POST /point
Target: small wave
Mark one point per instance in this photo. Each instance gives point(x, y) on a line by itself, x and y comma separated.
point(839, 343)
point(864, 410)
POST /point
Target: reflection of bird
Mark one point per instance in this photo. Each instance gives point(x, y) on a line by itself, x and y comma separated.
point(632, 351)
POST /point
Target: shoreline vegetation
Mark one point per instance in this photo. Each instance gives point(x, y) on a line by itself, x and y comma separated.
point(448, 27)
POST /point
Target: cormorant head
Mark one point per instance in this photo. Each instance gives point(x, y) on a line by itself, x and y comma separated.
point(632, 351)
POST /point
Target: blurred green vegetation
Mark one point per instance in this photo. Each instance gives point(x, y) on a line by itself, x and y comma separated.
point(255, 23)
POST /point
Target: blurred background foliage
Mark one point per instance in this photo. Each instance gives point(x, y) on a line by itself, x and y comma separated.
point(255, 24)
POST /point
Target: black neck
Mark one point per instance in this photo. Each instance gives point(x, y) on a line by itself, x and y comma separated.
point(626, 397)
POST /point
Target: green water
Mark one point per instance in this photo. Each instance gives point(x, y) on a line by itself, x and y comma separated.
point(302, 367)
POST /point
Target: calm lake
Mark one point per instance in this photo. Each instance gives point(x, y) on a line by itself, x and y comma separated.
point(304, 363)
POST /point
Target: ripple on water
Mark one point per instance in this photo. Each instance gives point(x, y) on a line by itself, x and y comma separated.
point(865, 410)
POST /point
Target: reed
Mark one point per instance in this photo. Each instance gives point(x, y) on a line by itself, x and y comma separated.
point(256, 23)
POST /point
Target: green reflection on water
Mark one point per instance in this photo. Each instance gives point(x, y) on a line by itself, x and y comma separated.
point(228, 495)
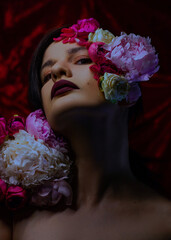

(What is asked)
Count the lines in the listing above that contain the string "water", matching case exactly, and reply with the number alone.

(Result below)
3